▶ [Aim 1] Extract each line of the listing below that contains the word "book", treating uppercase and lowercase letters as distinct.

▶ [Text block]

Precious few of Elliott Gould’s 1980s films are available on Netflix. The exceptions are “The Muppets Take Manhattan,” in which he cameos as a harried police officer; the criminally underrated Christopher Guest Hollywood satire, “The Big Picture,” another delicious cameo opportunity for Gould; the lame 1989 horror flick “The Night Visitor”; and two children’s films in which Gould plays an Ebenezer Scrooge-type protagonist.
In “The Last Flight of Noah’s Art,” he’s a debt-ridden crank who, desperate to skip town, gets a job flying barnyard animals to the South Pacific. He spends most of the film yelling at the pretty missionary (Geneviève Bujold) and the two little orphans (one played by then-moppet Ricky Schroder) aboard his aircraft, until the kids’ plea to set the animals free warms the cockles of his jaded heart. In “The Devil and Max Devlin,” he’s a miserly landlord who, upon his death, is granted reincarnation by the devil (Bill Cosby) if he signs three innocent souls over to the dark side. You can see the happy ending a mile away.
It was a decade in which Gould was profiled more for his TV work than cinematic output (such as the 1984-5 sitcom “E/R”–no relation to the George Clooney hit series a decade later). But although most of his films during the decade were less than stellar, the 1980s were a calmer, less tumultuous period for the actor. There was no behind-the-scenes scandal such as the “Glimpse of Tiger” blowup (as discussed briefly in my previous entry on Gould), no infamous clashing of egos. He was known as a gentler Hollywood figure by then, modest, hard-working, grateful for work. And that reputation is likely what led to him being cast, for the first time, in overseas productions, shot in Germany and Italy, in which he was often the only English-speaking actor on board (to boost the film’s US sales).
One such film was the German production “Tramps,” a riveting, heartfelt account of the friendship between two down-and-out middle-aged men; it’s one of the best films of Gould’s career and absolutely deserves a US distribution deal. The other extraordinary Gould showcase of the 1980s is “Inside Out,” about a man’s bout with agoraphobia.
As you will soon see, Gould has no regrets about any of his roles, ever. Every film was a learning experience, an opportunity.
“Falling in Love Again” (which has a “Saved” status on Netflix, as in not available yet), is most notable for the screen debut of Michelle Pfeiffer. She plays a blueblood beauty in 1940s New York City, who’s engaged to an insensitive jock and wooed by a sweet-faced poor Bronx boy. At the last second she marries the Bronx boy, to the chagrin of her snooty family. The Bronx boy is ecstatic to have her but down on himself. Cut to some 35 years later. The boy is now Elliott Gould, a struggling architect. The girl is Susannah York, a successful workaholic. He’s equally down on himself, significantly less ecstatic to have her.

▶ [Aim 2] Transcribe the passage on Elliott Gould's 1980s films above, copying everything from "It was a decade" down to "film’s US sales)." without alteration.

▶ [Data supplied]
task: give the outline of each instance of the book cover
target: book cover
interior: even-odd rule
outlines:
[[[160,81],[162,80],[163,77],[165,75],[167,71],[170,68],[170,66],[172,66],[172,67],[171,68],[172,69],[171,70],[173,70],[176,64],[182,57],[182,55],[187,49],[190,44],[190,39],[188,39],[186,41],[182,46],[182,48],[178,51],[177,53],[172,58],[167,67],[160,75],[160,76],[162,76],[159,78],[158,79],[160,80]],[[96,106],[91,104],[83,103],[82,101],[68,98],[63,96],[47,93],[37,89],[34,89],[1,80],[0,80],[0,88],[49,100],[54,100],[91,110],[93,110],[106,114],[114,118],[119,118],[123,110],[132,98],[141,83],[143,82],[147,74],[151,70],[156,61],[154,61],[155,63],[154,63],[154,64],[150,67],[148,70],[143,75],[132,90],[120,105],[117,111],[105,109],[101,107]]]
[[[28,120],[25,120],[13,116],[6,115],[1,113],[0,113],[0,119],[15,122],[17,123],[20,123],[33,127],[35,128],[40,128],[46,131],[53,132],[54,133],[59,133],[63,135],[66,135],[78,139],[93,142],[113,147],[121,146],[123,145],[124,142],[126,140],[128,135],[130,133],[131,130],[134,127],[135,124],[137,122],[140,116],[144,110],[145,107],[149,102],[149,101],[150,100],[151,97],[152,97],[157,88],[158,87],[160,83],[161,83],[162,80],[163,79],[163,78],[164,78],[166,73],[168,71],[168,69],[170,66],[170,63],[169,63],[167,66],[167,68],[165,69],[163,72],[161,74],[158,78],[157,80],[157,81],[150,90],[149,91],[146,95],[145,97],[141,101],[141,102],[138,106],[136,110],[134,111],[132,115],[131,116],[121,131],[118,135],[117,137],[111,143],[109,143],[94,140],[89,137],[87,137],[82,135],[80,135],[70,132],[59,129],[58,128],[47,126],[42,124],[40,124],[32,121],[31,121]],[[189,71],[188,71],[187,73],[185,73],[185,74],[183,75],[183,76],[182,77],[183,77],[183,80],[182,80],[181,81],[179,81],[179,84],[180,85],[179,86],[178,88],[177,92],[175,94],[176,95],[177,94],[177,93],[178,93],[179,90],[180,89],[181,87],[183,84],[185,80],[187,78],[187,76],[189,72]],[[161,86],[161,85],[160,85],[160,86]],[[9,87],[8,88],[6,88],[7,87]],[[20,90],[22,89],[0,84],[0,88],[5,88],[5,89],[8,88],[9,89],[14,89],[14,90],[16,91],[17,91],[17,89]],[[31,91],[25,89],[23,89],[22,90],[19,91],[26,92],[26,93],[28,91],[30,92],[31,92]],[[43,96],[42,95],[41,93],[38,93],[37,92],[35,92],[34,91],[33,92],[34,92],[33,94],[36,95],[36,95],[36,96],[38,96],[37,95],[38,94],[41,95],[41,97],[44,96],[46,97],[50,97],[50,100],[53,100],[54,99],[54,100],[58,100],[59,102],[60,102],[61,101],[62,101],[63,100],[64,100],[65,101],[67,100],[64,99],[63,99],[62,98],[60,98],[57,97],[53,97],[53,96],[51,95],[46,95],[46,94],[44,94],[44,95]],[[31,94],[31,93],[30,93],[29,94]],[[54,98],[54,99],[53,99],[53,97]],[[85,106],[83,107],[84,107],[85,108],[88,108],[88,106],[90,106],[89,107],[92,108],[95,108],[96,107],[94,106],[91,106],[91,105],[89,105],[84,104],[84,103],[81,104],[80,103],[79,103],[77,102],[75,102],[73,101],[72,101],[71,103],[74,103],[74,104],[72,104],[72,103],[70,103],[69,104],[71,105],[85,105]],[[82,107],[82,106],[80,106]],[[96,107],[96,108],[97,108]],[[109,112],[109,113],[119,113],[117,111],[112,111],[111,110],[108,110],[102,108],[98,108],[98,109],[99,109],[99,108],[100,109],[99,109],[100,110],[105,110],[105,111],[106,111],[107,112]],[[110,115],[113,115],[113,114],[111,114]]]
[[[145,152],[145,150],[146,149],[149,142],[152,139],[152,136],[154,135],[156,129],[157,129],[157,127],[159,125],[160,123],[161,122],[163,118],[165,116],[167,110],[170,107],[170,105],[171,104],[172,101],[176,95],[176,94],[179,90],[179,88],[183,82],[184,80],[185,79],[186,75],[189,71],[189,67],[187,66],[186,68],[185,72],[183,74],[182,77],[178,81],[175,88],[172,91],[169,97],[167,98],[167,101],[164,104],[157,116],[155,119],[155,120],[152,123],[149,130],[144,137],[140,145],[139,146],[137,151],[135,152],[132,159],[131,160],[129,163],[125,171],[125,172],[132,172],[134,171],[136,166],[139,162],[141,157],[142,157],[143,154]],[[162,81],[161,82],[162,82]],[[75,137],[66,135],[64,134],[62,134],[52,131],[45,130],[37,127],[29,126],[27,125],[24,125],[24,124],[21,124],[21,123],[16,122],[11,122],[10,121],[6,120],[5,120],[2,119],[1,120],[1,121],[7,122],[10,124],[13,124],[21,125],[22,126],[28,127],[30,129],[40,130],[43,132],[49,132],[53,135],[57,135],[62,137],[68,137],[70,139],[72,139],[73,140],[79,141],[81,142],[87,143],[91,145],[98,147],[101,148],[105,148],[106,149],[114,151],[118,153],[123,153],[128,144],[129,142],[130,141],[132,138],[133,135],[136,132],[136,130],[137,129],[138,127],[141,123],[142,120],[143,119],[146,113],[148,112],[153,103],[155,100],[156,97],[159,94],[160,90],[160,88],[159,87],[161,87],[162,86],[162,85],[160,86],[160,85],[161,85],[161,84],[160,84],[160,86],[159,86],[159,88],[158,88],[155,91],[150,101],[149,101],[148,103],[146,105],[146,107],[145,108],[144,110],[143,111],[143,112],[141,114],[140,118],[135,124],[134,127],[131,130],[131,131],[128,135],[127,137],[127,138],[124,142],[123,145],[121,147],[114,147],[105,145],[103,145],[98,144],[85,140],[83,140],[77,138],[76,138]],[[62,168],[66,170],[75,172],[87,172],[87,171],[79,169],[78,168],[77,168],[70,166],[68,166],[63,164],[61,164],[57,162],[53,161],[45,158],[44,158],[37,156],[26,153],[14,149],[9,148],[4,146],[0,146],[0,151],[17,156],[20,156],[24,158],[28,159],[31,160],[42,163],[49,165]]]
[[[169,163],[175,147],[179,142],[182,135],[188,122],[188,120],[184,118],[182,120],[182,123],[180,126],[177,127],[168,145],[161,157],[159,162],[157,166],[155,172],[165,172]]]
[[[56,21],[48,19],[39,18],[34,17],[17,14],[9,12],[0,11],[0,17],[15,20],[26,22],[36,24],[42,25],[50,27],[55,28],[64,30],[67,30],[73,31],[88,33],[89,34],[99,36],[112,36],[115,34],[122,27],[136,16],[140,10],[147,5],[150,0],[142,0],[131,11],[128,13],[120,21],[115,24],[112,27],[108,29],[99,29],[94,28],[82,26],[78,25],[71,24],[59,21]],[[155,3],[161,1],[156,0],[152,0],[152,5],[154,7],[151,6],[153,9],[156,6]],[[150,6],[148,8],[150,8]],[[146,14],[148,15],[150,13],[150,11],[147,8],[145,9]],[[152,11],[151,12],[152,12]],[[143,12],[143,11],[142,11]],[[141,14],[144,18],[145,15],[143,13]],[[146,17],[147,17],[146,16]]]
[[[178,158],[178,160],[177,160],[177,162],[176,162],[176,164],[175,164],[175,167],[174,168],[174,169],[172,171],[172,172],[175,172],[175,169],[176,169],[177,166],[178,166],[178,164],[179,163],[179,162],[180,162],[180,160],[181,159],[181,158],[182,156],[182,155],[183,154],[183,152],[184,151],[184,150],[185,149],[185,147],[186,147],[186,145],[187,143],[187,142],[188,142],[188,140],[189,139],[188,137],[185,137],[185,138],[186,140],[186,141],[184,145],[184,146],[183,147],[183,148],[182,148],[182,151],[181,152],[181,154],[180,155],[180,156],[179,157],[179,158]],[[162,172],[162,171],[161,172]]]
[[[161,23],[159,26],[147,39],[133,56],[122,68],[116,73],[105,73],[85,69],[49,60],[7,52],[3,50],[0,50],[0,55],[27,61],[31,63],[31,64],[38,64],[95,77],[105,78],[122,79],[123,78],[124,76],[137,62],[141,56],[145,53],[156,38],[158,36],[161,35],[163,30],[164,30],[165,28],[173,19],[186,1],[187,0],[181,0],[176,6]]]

▶ [Task response 1]
task: give the outline of each instance of the book cover
target: book cover

▶ [Task response 2]
It was a decade in which Gould was profiled more for his TV work than cinematic output (such as the 1984-5 sitcom “E/R”–no relation to the George Clooney hit series a decade later). But although most of his films during the decade were less than stellar, the 1980s were a calmer, less tumultuous period for the actor. There was no behind-the-scenes scandal such as the “Glimpse of Tiger” blowup (as discussed briefly in my previous entry on Gould), no infamous clashing of egos. He was known as a gentler Hollywood figure by then, modest, hard-working, grateful for work. And that reputation is likely what led to him being cast, for the first time, in overseas productions, shot in Germany and Italy, in which he was often the only English-speaking actor on board (to boost the film’s US sales).